» **What you will do**:
Lines from the one containing "Where can the young" through the last line of the data are to be repeated word for word, both ends included.

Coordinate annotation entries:
_____
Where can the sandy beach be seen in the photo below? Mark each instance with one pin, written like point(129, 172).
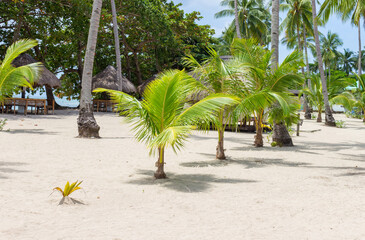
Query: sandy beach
point(315, 190)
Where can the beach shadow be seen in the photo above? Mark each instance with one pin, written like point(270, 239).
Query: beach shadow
point(229, 139)
point(245, 162)
point(31, 131)
point(188, 183)
point(296, 148)
point(353, 157)
point(116, 137)
point(8, 167)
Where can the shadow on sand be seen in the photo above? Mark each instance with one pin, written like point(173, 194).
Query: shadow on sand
point(185, 182)
point(30, 131)
point(8, 167)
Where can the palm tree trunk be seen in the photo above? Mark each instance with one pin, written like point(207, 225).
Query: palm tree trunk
point(117, 47)
point(307, 114)
point(258, 137)
point(281, 135)
point(360, 55)
point(236, 19)
point(319, 118)
point(220, 147)
point(160, 164)
point(330, 121)
point(275, 32)
point(86, 122)
point(300, 49)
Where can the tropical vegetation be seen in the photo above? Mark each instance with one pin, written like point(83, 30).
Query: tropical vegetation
point(162, 118)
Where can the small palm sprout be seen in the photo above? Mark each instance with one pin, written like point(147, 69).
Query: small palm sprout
point(67, 191)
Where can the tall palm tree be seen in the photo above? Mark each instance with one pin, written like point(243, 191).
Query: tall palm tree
point(297, 21)
point(117, 46)
point(253, 17)
point(215, 73)
point(275, 32)
point(11, 77)
point(347, 61)
point(237, 23)
point(87, 126)
point(161, 118)
point(280, 130)
point(315, 95)
point(258, 87)
point(330, 120)
point(354, 9)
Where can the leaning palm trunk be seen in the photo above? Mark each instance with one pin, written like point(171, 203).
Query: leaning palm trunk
point(220, 147)
point(258, 137)
point(281, 135)
point(86, 122)
point(330, 121)
point(307, 114)
point(281, 131)
point(319, 118)
point(275, 31)
point(236, 19)
point(117, 47)
point(160, 173)
point(360, 55)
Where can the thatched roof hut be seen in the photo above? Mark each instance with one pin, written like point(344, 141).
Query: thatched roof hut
point(108, 79)
point(143, 86)
point(46, 78)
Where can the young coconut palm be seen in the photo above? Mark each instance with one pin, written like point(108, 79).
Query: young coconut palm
point(262, 86)
point(12, 77)
point(160, 119)
point(214, 73)
point(356, 98)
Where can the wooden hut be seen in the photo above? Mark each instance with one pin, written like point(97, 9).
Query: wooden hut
point(47, 78)
point(108, 79)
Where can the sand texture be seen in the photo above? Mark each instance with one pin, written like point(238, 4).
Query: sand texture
point(315, 190)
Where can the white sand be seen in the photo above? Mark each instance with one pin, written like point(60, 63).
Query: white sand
point(315, 190)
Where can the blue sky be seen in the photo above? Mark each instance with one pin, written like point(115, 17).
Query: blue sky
point(208, 8)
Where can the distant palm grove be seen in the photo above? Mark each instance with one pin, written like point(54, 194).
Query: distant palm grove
point(238, 75)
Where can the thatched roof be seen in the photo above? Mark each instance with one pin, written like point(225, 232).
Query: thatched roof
point(46, 78)
point(108, 79)
point(143, 86)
_____
» **Completed exercise**:
Where can the young coconut palm be seen in the photo above? Mark each instance with one pin, written like point(108, 79).
Query: young coconut palm
point(262, 86)
point(12, 77)
point(160, 119)
point(214, 73)
point(356, 98)
Where can the wooden hut be seen in the photo above? Mark each instance with one pin, written like point(97, 9).
Query: wooden hut
point(47, 78)
point(108, 79)
Where can the sand texture be seen in the photo above? Mark each instance with one pin, written like point(238, 4).
Query: sand texture
point(315, 190)
Where can the white sand be seen in the photo above? Mark each instance with one pin, written like point(60, 63).
Query: white sand
point(315, 190)
Where can the blue sky be seen in the photo above? Mark each instance with one pin, written like point(115, 17).
Query: blue sky
point(208, 8)
Where can the distant palm grove be seen in the photo above? Mark each instance with one pin, written like point(54, 194).
Query: distant palm grove
point(238, 75)
Where can the thatched roof be seen in the photo above? Mark each instance with one pin, written like point(225, 232).
Query: thatched roof
point(46, 78)
point(108, 79)
point(143, 86)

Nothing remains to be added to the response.